▸ What you will do
Reproduce all of the records below word for word.

>>>

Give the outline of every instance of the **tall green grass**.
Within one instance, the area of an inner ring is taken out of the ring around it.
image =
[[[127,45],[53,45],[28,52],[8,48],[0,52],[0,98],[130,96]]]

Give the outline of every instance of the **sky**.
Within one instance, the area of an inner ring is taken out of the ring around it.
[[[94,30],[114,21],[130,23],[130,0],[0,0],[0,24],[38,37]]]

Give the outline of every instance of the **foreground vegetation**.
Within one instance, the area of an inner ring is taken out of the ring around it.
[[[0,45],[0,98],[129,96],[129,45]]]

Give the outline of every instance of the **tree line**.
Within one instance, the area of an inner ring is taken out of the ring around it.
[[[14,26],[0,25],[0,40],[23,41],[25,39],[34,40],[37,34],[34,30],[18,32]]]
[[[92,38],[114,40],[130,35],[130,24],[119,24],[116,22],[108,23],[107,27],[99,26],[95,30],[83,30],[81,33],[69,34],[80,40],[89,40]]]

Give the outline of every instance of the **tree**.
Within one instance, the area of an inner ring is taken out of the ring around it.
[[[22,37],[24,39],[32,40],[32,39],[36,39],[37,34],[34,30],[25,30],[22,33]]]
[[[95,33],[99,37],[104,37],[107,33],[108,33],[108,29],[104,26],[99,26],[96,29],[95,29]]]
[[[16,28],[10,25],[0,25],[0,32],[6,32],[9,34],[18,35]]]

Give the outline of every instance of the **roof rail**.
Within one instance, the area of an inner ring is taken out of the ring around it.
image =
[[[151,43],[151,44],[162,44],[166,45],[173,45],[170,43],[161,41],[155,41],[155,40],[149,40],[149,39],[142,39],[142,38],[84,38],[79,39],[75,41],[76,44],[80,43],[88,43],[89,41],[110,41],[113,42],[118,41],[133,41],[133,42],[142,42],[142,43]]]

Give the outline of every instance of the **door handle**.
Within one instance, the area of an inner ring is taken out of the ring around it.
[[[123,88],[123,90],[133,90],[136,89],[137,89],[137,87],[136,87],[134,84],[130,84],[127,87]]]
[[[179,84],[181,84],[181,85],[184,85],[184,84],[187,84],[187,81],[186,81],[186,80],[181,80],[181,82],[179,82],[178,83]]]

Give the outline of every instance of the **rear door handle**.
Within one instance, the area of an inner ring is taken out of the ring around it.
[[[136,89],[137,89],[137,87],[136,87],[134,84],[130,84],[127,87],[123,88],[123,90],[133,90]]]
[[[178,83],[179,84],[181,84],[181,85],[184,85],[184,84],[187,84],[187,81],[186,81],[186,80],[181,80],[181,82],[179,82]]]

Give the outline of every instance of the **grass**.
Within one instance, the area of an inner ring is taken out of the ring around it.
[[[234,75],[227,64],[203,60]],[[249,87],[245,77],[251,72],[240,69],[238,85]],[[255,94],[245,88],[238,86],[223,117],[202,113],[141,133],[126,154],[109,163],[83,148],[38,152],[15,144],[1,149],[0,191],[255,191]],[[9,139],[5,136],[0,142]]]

<<<

▸ Result for this exercise
Give the outline of every instance of the **tall green grass**.
Within one instance, the area of an inner ring is taken out of the ring around it.
image =
[[[127,45],[53,45],[28,52],[8,48],[0,52],[0,98],[130,96]]]

Give the outline of every instance of the **sky**.
Within one instance, the area of an inner ring is taken out of the ring around it.
[[[94,30],[114,21],[130,23],[130,0],[0,0],[0,24],[38,37]]]

Give the outline of every instance of the **foreground vegetation**.
Within one instance, the area of an inner ring is taken out of the ring around it.
[[[0,45],[0,98],[129,96],[129,45]]]

Give the outline of every instance of the **tree line**.
Within one instance, the area of an inner ring is taken out of the ring around it.
[[[14,26],[0,25],[0,40],[23,41],[25,39],[34,40],[37,34],[34,30],[18,32]]]
[[[92,38],[114,40],[130,35],[130,24],[119,24],[116,22],[108,23],[107,27],[99,26],[95,30],[83,30],[81,33],[69,34],[80,40],[89,40]]]

Give the outline of every instance of the **tree**.
Within one instance, the area of an inner ring is taken out of the ring around it.
[[[22,37],[24,39],[32,40],[32,39],[36,39],[37,34],[34,30],[25,30],[22,33]]]
[[[95,33],[99,37],[104,37],[107,33],[108,33],[108,29],[104,26],[99,26],[96,29],[95,29]]]
[[[16,28],[10,25],[0,25],[0,32],[6,32],[9,34],[18,35]]]

Give the outline of every instance of the **roof rail**.
Within one instance, the area of an inner ring is taken out of the ring around it.
image =
[[[151,43],[151,44],[162,44],[166,45],[173,45],[170,43],[161,41],[155,41],[155,40],[149,40],[149,39],[142,39],[142,38],[84,38],[79,39],[75,41],[76,44],[80,43],[88,43],[89,41],[110,41],[113,42],[118,41],[133,41],[133,42],[142,42],[142,43]]]

Give the outline of every instance of the **door handle**.
Within one instance, the area of an inner ring is taken out of the ring around it.
[[[123,88],[123,90],[133,90],[136,89],[137,89],[137,87],[136,87],[134,84],[130,84],[127,87]]]
[[[179,84],[181,84],[181,85],[184,85],[184,84],[187,84],[187,81],[186,81],[186,80],[181,80],[181,82],[179,82],[178,83]]]

Give the outline of every instance of the **rear door handle**.
Within one instance, the area of an inner ring is taken out of the ring around it.
[[[136,89],[137,89],[137,87],[136,87],[134,84],[130,84],[127,87],[123,88],[123,90],[133,90]]]
[[[178,83],[179,84],[181,84],[181,85],[184,85],[184,84],[187,84],[187,81],[186,81],[186,80],[181,80],[181,82],[179,82]]]

Give the outline of every instance of the **grass**.
Within one instance, the area of an inner ring is taken out of the ring around it.
[[[234,75],[227,64],[203,60]],[[249,87],[245,77],[251,72],[240,69],[238,85]],[[255,94],[245,88],[238,86],[223,117],[202,113],[141,133],[126,154],[109,163],[83,148],[38,152],[15,144],[1,149],[0,191],[255,191]],[[9,139],[5,136],[0,142]]]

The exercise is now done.